Top of DATASET RECORDS
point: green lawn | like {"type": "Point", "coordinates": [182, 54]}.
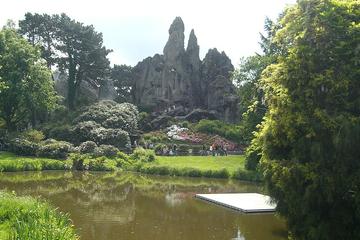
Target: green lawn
{"type": "Point", "coordinates": [230, 163]}
{"type": "Point", "coordinates": [10, 162]}
{"type": "Point", "coordinates": [200, 166]}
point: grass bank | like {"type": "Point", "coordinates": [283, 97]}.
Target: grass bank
{"type": "Point", "coordinates": [10, 162]}
{"type": "Point", "coordinates": [29, 218]}
{"type": "Point", "coordinates": [187, 166]}
{"type": "Point", "coordinates": [200, 166]}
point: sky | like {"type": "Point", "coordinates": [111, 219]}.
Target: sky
{"type": "Point", "coordinates": [136, 29]}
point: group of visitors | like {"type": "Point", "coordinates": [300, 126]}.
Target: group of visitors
{"type": "Point", "coordinates": [169, 150]}
{"type": "Point", "coordinates": [215, 150]}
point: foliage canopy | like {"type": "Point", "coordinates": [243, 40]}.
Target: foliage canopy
{"type": "Point", "coordinates": [310, 137]}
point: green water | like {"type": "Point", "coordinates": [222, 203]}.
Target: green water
{"type": "Point", "coordinates": [109, 206]}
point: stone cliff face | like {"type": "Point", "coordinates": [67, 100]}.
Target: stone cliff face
{"type": "Point", "coordinates": [179, 78]}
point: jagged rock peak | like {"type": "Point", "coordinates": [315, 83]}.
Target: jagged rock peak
{"type": "Point", "coordinates": [177, 26]}
{"type": "Point", "coordinates": [192, 43]}
{"type": "Point", "coordinates": [174, 47]}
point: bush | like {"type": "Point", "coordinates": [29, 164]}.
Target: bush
{"type": "Point", "coordinates": [85, 131]}
{"type": "Point", "coordinates": [91, 131]}
{"type": "Point", "coordinates": [100, 164]}
{"type": "Point", "coordinates": [143, 155]}
{"type": "Point", "coordinates": [87, 147]}
{"type": "Point", "coordinates": [23, 147]}
{"type": "Point", "coordinates": [116, 137]}
{"type": "Point", "coordinates": [61, 132]}
{"type": "Point", "coordinates": [107, 151]}
{"type": "Point", "coordinates": [92, 163]}
{"type": "Point", "coordinates": [122, 160]}
{"type": "Point", "coordinates": [33, 135]}
{"type": "Point", "coordinates": [110, 114]}
{"type": "Point", "coordinates": [29, 218]}
{"type": "Point", "coordinates": [183, 149]}
{"type": "Point", "coordinates": [55, 149]}
{"type": "Point", "coordinates": [159, 148]}
{"type": "Point", "coordinates": [229, 131]}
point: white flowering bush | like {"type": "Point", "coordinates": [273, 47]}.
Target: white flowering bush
{"type": "Point", "coordinates": [175, 132]}
{"type": "Point", "coordinates": [110, 114]}
{"type": "Point", "coordinates": [55, 149]}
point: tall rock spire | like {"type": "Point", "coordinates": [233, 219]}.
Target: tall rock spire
{"type": "Point", "coordinates": [174, 47]}
{"type": "Point", "coordinates": [193, 49]}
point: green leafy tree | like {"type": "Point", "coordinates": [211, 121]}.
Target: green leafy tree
{"type": "Point", "coordinates": [247, 78]}
{"type": "Point", "coordinates": [73, 47]}
{"type": "Point", "coordinates": [310, 139]}
{"type": "Point", "coordinates": [122, 77]}
{"type": "Point", "coordinates": [28, 87]}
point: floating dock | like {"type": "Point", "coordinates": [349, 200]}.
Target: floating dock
{"type": "Point", "coordinates": [244, 202]}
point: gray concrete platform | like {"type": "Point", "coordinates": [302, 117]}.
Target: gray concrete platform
{"type": "Point", "coordinates": [244, 202]}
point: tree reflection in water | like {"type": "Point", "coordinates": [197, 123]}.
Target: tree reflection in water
{"type": "Point", "coordinates": [130, 206]}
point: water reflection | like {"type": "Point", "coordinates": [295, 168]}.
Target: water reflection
{"type": "Point", "coordinates": [131, 206]}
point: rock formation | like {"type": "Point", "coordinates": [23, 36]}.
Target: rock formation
{"type": "Point", "coordinates": [178, 78]}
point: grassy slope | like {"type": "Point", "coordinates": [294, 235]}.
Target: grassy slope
{"type": "Point", "coordinates": [201, 166]}
{"type": "Point", "coordinates": [231, 163]}
{"type": "Point", "coordinates": [29, 218]}
{"type": "Point", "coordinates": [10, 162]}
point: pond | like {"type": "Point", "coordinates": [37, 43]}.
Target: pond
{"type": "Point", "coordinates": [108, 206]}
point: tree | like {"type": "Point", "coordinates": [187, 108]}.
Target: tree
{"type": "Point", "coordinates": [247, 78]}
{"type": "Point", "coordinates": [27, 80]}
{"type": "Point", "coordinates": [122, 78]}
{"type": "Point", "coordinates": [310, 139]}
{"type": "Point", "coordinates": [76, 49]}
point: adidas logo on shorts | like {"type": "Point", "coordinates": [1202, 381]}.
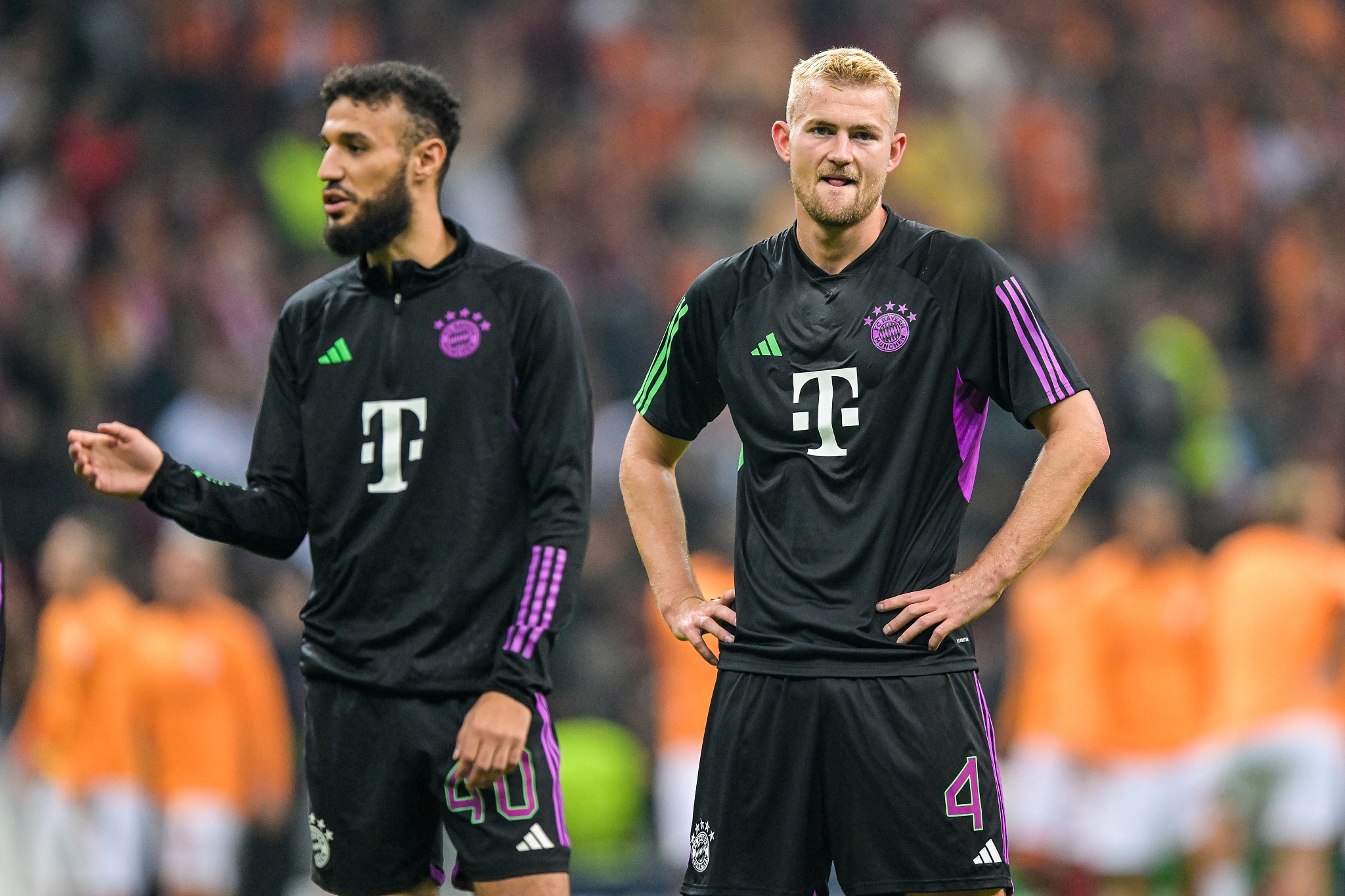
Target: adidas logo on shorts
{"type": "Point", "coordinates": [535, 839]}
{"type": "Point", "coordinates": [989, 855]}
Bottom of DATASET RECORDS
WHAT YOU WILL DO
Your answer should be a precise transcript of the entries, minus the pictures.

TASK OUTPUT
point: green lawn | like {"type": "Point", "coordinates": [182, 54]}.
Target: green lawn
{"type": "Point", "coordinates": [230, 163]}
{"type": "Point", "coordinates": [10, 162]}
{"type": "Point", "coordinates": [200, 166]}
point: grass bank | like {"type": "Point", "coordinates": [283, 97]}.
Target: grass bank
{"type": "Point", "coordinates": [10, 162]}
{"type": "Point", "coordinates": [29, 218]}
{"type": "Point", "coordinates": [187, 166]}
{"type": "Point", "coordinates": [200, 166]}
point: sky | like {"type": "Point", "coordinates": [111, 219]}.
Target: sky
{"type": "Point", "coordinates": [136, 29]}
point: group of visitors | like {"type": "Point", "coordinates": [300, 126]}.
Target: group of visitors
{"type": "Point", "coordinates": [169, 150]}
{"type": "Point", "coordinates": [215, 150]}
point: foliage canopy | like {"type": "Point", "coordinates": [243, 40]}.
Target: foliage canopy
{"type": "Point", "coordinates": [310, 137]}
point: green water | like {"type": "Point", "coordinates": [222, 203]}.
Target: green water
{"type": "Point", "coordinates": [109, 206]}
point: stone cliff face | like {"type": "Point", "coordinates": [67, 100]}.
Target: stone cliff face
{"type": "Point", "coordinates": [179, 78]}
point: jagged rock peak | like {"type": "Point", "coordinates": [315, 83]}.
Target: jagged rock peak
{"type": "Point", "coordinates": [177, 26]}
{"type": "Point", "coordinates": [192, 43]}
{"type": "Point", "coordinates": [174, 47]}
point: bush | like {"type": "Point", "coordinates": [29, 164]}.
Target: bush
{"type": "Point", "coordinates": [85, 131]}
{"type": "Point", "coordinates": [91, 131]}
{"type": "Point", "coordinates": [100, 164]}
{"type": "Point", "coordinates": [143, 155]}
{"type": "Point", "coordinates": [87, 147]}
{"type": "Point", "coordinates": [23, 147]}
{"type": "Point", "coordinates": [116, 137]}
{"type": "Point", "coordinates": [61, 132]}
{"type": "Point", "coordinates": [107, 151]}
{"type": "Point", "coordinates": [92, 163]}
{"type": "Point", "coordinates": [122, 160]}
{"type": "Point", "coordinates": [33, 135]}
{"type": "Point", "coordinates": [110, 114]}
{"type": "Point", "coordinates": [29, 218]}
{"type": "Point", "coordinates": [183, 149]}
{"type": "Point", "coordinates": [55, 149]}
{"type": "Point", "coordinates": [159, 148]}
{"type": "Point", "coordinates": [229, 131]}
point: white flowering bush | like {"type": "Point", "coordinates": [273, 47]}.
Target: white flowering bush
{"type": "Point", "coordinates": [175, 132]}
{"type": "Point", "coordinates": [110, 114]}
{"type": "Point", "coordinates": [55, 149]}
point: tall rock spire | like {"type": "Point", "coordinates": [233, 219]}.
Target: tall rock spire
{"type": "Point", "coordinates": [174, 47]}
{"type": "Point", "coordinates": [193, 49]}
point: green leafy tree | like {"type": "Point", "coordinates": [211, 121]}.
Target: green leafy tree
{"type": "Point", "coordinates": [247, 78]}
{"type": "Point", "coordinates": [73, 47]}
{"type": "Point", "coordinates": [310, 139]}
{"type": "Point", "coordinates": [122, 77]}
{"type": "Point", "coordinates": [28, 87]}
point: floating dock | like {"type": "Point", "coordinates": [349, 200]}.
Target: floating dock
{"type": "Point", "coordinates": [244, 202]}
point: gray concrete platform | like {"type": "Point", "coordinates": [302, 117]}.
Target: gray concrete platform
{"type": "Point", "coordinates": [244, 202]}
point: tree reflection in water | like {"type": "Point", "coordinates": [197, 123]}.
Target: tree reflection in water
{"type": "Point", "coordinates": [130, 206]}
point: water reflection | like {"type": "Point", "coordinates": [295, 168]}.
Target: water reflection
{"type": "Point", "coordinates": [131, 206]}
point: rock formation | like {"type": "Point", "coordinates": [23, 36]}.
Target: rock formation
{"type": "Point", "coordinates": [178, 78]}
point: grassy slope | like {"type": "Point", "coordinates": [294, 235]}.
Target: grassy slope
{"type": "Point", "coordinates": [201, 166]}
{"type": "Point", "coordinates": [231, 163]}
{"type": "Point", "coordinates": [29, 218]}
{"type": "Point", "coordinates": [10, 162]}
point: pond | like {"type": "Point", "coordinates": [37, 43]}.
Target: pond
{"type": "Point", "coordinates": [108, 206]}
point: tree | like {"type": "Point", "coordinates": [187, 108]}.
Target: tree
{"type": "Point", "coordinates": [247, 78]}
{"type": "Point", "coordinates": [27, 80]}
{"type": "Point", "coordinates": [122, 78]}
{"type": "Point", "coordinates": [310, 139]}
{"type": "Point", "coordinates": [76, 49]}
point: adidas logo on shorts | like {"type": "Point", "coordinates": [1202, 381]}.
Target: adidas logo on shorts
{"type": "Point", "coordinates": [535, 839]}
{"type": "Point", "coordinates": [989, 855]}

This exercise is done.